● **EXERCISE GOAL**:
Each line from the one that contains "Where can the wooden frame" to the end of the material must be quoted exactly; include both end lines and nothing else.

+--

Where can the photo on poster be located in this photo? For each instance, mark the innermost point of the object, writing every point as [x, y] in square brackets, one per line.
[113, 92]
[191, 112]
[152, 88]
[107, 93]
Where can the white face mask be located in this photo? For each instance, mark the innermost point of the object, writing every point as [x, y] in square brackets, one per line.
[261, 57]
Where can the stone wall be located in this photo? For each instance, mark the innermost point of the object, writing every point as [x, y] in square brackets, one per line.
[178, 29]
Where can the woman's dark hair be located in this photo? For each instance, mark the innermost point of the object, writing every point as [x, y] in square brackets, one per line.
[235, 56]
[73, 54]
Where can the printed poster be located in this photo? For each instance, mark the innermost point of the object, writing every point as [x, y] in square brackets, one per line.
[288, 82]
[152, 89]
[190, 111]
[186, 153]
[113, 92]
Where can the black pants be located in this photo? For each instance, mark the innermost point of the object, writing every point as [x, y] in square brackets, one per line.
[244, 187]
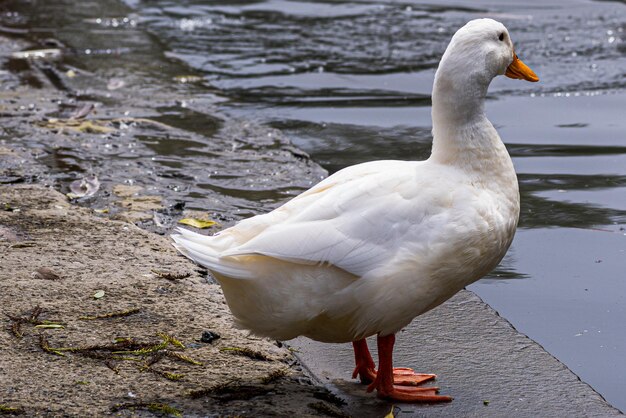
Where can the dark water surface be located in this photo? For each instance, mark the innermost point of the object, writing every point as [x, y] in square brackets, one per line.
[349, 82]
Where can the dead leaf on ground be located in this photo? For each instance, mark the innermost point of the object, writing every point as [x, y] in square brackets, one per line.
[85, 187]
[45, 273]
[197, 223]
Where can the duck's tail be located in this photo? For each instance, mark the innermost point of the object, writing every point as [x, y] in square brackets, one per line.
[202, 249]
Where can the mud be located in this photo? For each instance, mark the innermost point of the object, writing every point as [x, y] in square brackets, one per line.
[58, 258]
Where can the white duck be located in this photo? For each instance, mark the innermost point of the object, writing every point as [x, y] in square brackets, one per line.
[376, 244]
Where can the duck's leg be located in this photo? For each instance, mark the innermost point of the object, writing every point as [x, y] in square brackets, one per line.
[386, 384]
[366, 369]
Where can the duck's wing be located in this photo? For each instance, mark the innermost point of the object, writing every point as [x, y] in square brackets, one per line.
[356, 223]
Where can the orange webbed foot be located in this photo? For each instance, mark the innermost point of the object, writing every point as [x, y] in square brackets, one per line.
[398, 384]
[412, 394]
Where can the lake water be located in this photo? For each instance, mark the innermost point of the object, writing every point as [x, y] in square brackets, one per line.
[349, 82]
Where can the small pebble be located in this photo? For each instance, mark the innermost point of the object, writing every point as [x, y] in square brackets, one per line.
[208, 337]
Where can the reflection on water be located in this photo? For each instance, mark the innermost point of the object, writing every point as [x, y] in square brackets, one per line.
[349, 82]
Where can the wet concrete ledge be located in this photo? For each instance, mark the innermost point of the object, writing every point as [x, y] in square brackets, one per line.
[489, 368]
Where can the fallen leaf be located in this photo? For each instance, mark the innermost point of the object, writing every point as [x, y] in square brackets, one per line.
[49, 53]
[45, 273]
[197, 223]
[390, 414]
[85, 187]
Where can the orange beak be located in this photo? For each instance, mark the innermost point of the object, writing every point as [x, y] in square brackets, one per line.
[521, 71]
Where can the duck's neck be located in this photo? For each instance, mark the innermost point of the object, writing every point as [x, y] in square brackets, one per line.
[462, 134]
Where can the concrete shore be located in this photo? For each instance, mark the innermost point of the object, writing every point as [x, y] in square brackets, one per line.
[489, 368]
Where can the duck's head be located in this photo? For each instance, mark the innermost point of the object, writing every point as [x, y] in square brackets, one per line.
[482, 50]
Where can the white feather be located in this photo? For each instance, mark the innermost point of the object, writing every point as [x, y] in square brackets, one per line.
[376, 244]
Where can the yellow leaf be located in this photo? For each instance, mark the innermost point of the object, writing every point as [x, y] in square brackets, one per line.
[390, 414]
[197, 223]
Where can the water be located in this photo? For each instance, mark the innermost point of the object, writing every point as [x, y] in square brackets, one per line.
[349, 82]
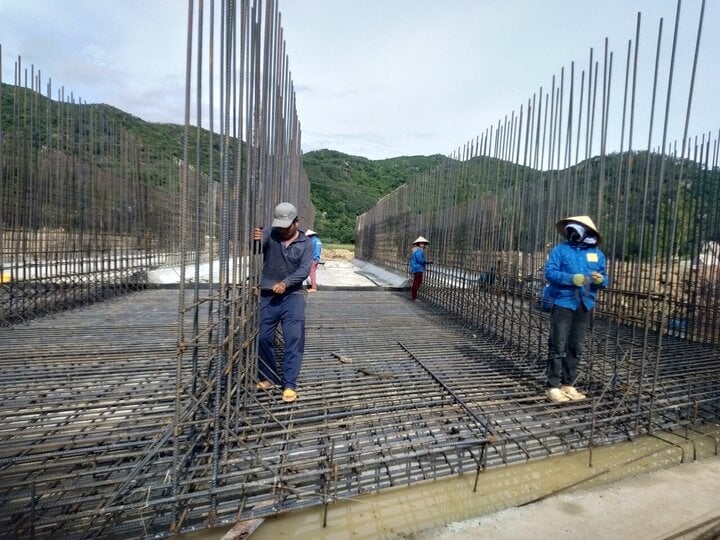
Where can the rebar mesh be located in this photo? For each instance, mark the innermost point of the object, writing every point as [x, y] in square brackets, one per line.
[139, 417]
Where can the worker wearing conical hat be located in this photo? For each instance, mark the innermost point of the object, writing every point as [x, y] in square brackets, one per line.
[418, 262]
[575, 271]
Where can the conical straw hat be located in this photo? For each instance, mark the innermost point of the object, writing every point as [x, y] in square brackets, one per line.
[582, 220]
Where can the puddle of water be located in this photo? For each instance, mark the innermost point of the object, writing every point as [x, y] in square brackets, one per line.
[403, 512]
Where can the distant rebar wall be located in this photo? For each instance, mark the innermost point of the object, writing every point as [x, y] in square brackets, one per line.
[489, 214]
[86, 207]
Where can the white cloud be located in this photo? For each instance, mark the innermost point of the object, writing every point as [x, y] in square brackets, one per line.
[375, 78]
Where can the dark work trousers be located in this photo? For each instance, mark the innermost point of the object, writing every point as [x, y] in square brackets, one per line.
[417, 280]
[288, 310]
[567, 336]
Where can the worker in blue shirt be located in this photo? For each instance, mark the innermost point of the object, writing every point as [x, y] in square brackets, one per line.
[287, 256]
[575, 271]
[317, 250]
[418, 262]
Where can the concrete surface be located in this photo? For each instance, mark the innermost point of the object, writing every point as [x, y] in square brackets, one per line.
[680, 502]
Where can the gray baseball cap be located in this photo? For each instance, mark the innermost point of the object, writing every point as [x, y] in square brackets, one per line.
[285, 214]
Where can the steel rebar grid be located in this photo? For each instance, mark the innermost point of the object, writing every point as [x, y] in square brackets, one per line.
[95, 457]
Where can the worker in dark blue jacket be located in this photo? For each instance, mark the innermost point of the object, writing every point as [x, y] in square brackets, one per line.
[575, 271]
[287, 256]
[418, 262]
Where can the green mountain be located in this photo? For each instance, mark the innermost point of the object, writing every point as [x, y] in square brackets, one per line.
[342, 187]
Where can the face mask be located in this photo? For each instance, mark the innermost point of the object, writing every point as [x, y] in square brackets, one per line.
[574, 232]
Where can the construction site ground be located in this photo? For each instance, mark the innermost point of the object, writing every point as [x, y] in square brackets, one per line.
[655, 488]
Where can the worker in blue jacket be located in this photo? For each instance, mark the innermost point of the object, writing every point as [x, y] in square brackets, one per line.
[575, 271]
[418, 262]
[287, 257]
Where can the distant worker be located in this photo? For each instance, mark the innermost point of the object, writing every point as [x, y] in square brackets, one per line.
[575, 270]
[317, 250]
[287, 257]
[418, 262]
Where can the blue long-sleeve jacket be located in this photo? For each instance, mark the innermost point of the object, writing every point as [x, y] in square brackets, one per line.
[418, 262]
[290, 265]
[317, 248]
[563, 263]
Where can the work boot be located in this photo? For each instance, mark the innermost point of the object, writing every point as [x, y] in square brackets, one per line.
[556, 396]
[572, 393]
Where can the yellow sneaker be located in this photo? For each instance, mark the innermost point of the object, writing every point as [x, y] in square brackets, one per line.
[289, 395]
[572, 393]
[556, 396]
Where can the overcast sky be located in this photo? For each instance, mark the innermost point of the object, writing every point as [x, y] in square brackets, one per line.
[373, 78]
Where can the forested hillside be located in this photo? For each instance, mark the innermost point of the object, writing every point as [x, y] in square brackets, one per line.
[342, 187]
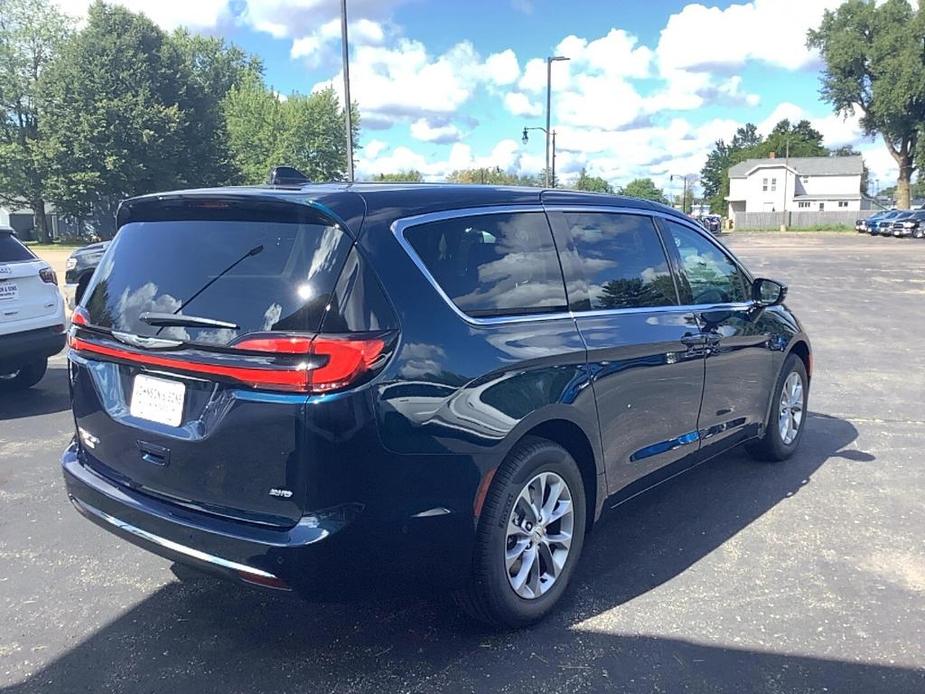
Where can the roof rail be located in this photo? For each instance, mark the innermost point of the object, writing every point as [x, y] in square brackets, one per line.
[286, 176]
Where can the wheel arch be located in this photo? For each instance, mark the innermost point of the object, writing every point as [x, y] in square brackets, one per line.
[801, 349]
[576, 441]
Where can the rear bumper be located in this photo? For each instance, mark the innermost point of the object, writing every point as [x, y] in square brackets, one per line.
[16, 349]
[323, 556]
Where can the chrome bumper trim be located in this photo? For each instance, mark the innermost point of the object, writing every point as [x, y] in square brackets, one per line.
[89, 511]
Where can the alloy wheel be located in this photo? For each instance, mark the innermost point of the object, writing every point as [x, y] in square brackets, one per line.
[539, 535]
[791, 408]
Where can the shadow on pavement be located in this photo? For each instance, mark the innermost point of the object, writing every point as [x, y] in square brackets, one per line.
[50, 395]
[211, 636]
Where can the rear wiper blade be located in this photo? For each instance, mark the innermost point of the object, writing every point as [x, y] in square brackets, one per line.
[164, 320]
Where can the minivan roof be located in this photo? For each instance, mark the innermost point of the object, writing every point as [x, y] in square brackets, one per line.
[348, 200]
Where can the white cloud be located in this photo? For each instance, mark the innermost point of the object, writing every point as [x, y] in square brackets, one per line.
[519, 104]
[703, 38]
[421, 129]
[502, 68]
[169, 14]
[291, 18]
[405, 82]
[363, 31]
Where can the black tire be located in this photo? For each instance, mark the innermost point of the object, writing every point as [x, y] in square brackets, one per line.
[771, 446]
[26, 377]
[489, 596]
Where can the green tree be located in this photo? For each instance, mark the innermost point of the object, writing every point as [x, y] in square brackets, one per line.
[304, 131]
[207, 71]
[405, 176]
[714, 177]
[874, 61]
[593, 184]
[31, 33]
[493, 176]
[644, 188]
[787, 139]
[112, 124]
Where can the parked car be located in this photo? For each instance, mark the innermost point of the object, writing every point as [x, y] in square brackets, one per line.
[79, 269]
[712, 223]
[31, 314]
[884, 223]
[911, 224]
[344, 389]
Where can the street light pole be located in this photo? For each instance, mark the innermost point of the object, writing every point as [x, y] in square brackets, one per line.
[549, 61]
[551, 167]
[347, 103]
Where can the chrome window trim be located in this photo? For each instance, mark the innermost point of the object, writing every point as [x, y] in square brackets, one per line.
[399, 226]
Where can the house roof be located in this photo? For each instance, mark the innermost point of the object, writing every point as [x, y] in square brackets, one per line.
[829, 196]
[804, 166]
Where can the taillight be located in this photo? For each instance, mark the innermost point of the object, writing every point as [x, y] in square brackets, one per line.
[78, 317]
[329, 363]
[348, 359]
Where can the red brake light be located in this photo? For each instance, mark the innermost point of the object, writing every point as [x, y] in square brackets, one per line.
[80, 316]
[347, 361]
[277, 345]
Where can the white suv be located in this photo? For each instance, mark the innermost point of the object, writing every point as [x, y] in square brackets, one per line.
[31, 314]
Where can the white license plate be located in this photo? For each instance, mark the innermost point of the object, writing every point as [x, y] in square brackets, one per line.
[158, 400]
[8, 291]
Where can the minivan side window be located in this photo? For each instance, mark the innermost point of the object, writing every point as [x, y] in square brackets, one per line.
[613, 261]
[708, 275]
[494, 264]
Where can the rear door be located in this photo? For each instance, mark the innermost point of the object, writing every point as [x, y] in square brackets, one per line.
[644, 350]
[165, 399]
[739, 366]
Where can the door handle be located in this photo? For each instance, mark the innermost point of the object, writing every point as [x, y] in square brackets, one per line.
[701, 339]
[697, 340]
[154, 454]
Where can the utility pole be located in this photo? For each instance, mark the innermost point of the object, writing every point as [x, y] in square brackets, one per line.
[348, 106]
[549, 61]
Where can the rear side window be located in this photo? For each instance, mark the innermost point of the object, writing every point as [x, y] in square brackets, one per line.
[258, 276]
[12, 251]
[493, 265]
[708, 275]
[613, 261]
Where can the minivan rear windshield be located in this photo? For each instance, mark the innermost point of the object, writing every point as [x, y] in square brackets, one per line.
[12, 251]
[252, 275]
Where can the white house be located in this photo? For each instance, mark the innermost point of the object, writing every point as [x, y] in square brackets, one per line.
[797, 184]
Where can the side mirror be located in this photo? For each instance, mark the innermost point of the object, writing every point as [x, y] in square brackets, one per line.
[767, 292]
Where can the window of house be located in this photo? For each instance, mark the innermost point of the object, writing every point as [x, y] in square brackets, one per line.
[493, 265]
[613, 261]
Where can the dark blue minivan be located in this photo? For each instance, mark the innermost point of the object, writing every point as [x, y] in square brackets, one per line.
[350, 388]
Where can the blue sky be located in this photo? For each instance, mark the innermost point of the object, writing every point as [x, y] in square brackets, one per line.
[444, 85]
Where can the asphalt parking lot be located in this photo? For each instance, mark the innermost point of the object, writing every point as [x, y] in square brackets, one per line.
[807, 576]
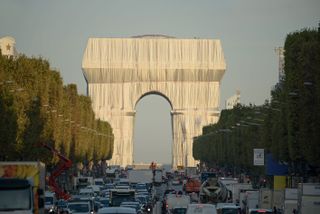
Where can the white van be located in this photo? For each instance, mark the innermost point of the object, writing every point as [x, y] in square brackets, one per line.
[201, 209]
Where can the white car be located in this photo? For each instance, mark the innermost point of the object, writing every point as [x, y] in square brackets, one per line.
[79, 207]
[201, 209]
[115, 210]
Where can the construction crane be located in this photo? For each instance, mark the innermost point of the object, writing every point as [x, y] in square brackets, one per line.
[65, 164]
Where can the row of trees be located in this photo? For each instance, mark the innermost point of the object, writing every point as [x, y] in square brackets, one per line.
[288, 126]
[36, 108]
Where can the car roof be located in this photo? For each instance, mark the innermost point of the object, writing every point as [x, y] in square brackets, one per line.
[116, 210]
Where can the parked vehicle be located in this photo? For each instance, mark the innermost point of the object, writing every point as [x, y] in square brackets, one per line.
[213, 191]
[290, 200]
[228, 208]
[80, 207]
[190, 171]
[140, 176]
[175, 201]
[50, 201]
[259, 211]
[117, 210]
[192, 185]
[201, 209]
[117, 196]
[22, 187]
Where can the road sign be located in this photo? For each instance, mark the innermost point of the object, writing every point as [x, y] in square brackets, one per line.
[258, 157]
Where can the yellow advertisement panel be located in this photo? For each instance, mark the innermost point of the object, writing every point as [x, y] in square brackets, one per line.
[279, 182]
[30, 172]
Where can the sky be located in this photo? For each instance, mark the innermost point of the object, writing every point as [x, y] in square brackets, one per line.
[249, 31]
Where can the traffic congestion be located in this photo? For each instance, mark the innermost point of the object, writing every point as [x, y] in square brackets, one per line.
[158, 191]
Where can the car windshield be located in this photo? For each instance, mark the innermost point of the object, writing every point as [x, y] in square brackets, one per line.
[49, 200]
[179, 211]
[16, 199]
[79, 207]
[62, 204]
[230, 211]
[259, 212]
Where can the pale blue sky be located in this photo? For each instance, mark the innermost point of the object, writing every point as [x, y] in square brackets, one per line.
[248, 29]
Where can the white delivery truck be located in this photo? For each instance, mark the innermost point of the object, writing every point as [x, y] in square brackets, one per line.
[265, 199]
[278, 199]
[290, 200]
[237, 188]
[190, 171]
[140, 176]
[177, 201]
[309, 198]
[252, 199]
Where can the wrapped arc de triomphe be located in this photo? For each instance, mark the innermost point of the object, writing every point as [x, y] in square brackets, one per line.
[187, 72]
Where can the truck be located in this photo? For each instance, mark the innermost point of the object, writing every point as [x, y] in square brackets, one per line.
[251, 199]
[205, 175]
[309, 198]
[190, 171]
[192, 185]
[140, 176]
[22, 186]
[236, 189]
[177, 201]
[265, 198]
[213, 191]
[290, 200]
[117, 196]
[82, 182]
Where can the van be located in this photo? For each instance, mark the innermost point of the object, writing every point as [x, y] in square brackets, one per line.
[258, 211]
[115, 210]
[201, 209]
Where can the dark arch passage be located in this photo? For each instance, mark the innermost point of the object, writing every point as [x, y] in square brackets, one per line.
[152, 130]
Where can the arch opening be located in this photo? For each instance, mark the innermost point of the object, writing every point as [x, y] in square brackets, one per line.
[153, 129]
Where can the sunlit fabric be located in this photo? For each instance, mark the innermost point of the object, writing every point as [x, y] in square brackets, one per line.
[187, 72]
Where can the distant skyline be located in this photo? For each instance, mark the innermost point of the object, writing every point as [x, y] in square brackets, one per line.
[249, 31]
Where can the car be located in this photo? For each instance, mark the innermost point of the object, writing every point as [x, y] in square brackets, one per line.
[132, 204]
[201, 209]
[258, 211]
[80, 207]
[104, 202]
[117, 210]
[228, 208]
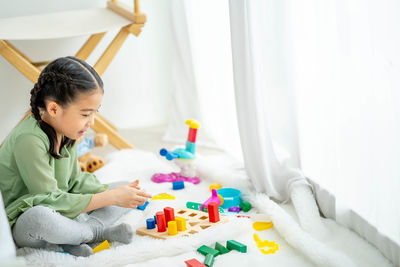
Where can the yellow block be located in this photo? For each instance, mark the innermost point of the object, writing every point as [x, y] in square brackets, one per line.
[181, 223]
[172, 228]
[259, 226]
[102, 246]
[193, 124]
[215, 186]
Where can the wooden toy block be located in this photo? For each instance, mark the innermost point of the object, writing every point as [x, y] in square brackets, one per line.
[196, 221]
[172, 228]
[150, 223]
[169, 214]
[194, 263]
[209, 260]
[161, 224]
[181, 223]
[232, 244]
[213, 212]
[207, 250]
[102, 246]
[221, 248]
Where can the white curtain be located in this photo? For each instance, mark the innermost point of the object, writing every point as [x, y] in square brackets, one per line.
[202, 75]
[316, 93]
[317, 84]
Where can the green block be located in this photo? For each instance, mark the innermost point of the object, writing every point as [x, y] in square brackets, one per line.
[232, 244]
[209, 261]
[245, 206]
[207, 250]
[221, 248]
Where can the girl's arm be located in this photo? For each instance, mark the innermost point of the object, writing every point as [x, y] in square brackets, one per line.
[127, 196]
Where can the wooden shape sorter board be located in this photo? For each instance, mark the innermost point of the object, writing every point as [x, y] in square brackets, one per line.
[196, 221]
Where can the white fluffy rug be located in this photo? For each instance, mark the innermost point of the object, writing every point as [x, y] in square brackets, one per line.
[327, 244]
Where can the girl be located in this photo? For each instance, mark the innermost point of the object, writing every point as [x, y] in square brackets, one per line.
[43, 188]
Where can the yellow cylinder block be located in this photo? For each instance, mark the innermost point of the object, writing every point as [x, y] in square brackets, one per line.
[181, 223]
[172, 228]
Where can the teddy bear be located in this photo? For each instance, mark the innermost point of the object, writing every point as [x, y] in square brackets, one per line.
[89, 162]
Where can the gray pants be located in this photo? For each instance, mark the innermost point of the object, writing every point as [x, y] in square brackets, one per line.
[41, 225]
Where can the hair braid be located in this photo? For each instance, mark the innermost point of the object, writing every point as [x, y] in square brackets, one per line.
[34, 105]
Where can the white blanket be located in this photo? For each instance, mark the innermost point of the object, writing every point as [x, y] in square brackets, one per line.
[336, 247]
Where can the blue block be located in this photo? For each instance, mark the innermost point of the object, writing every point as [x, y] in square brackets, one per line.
[151, 224]
[178, 185]
[142, 207]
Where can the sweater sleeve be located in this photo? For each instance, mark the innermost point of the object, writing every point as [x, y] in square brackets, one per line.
[32, 160]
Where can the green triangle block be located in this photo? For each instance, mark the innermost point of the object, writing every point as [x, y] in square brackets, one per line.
[232, 244]
[221, 248]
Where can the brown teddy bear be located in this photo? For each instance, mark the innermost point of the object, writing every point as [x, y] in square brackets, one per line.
[88, 161]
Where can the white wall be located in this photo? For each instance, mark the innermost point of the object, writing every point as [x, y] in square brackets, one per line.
[137, 83]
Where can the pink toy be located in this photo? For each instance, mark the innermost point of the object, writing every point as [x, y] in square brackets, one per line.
[214, 198]
[173, 177]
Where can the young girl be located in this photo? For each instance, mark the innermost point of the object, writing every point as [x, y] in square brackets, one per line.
[43, 188]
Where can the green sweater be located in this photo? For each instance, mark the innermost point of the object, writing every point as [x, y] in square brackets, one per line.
[30, 176]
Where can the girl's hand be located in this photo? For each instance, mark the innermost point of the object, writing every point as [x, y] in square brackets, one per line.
[129, 195]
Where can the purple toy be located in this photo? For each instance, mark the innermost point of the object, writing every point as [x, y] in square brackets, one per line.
[214, 198]
[234, 209]
[173, 177]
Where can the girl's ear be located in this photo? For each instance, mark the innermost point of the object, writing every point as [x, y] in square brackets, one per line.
[53, 108]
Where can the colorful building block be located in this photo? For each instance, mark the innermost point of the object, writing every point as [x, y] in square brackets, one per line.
[163, 196]
[221, 248]
[232, 244]
[209, 260]
[207, 250]
[142, 207]
[102, 246]
[161, 224]
[150, 223]
[245, 206]
[181, 223]
[196, 222]
[172, 228]
[194, 263]
[213, 213]
[234, 209]
[215, 186]
[178, 185]
[169, 214]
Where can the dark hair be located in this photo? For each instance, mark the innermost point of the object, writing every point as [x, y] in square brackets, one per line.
[61, 81]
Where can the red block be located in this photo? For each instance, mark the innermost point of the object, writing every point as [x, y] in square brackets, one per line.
[169, 214]
[213, 214]
[161, 224]
[194, 263]
[192, 135]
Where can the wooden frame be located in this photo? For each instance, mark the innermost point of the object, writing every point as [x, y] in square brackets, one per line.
[31, 70]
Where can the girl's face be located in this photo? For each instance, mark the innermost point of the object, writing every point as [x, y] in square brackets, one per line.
[75, 119]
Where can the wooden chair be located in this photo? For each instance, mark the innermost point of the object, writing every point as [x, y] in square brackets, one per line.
[94, 22]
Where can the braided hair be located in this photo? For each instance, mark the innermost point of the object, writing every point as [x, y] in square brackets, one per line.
[61, 81]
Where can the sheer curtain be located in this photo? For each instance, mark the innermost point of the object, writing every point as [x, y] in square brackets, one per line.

+--

● **TASK RESPONSE**:
Where can the wooden frame be located in this photo? For each instance, mark the innermost point of the object, writing every point as [x, y] in square brackets, one per line.
[31, 70]
Where can the girl's face be located in this photo? For each instance, mark the innermost point of the object, writing every point as [x, y] in square brackets, one per line.
[75, 119]
Where can the wooden chair be located in this photo? For each instance, mark the innermost point of the object, writing every point as [x, y] in square brackets, one per line.
[94, 22]
Where can the braided hair be located in this photo? For each instance, mark the innermost point of the object, writing every point as [x, y] in square brackets, one per line.
[61, 81]
Where can the sheer curtain be located in this photo? For each instance, mark the innermost point of the object, writing every point as [x, y] in square brackets, one per line.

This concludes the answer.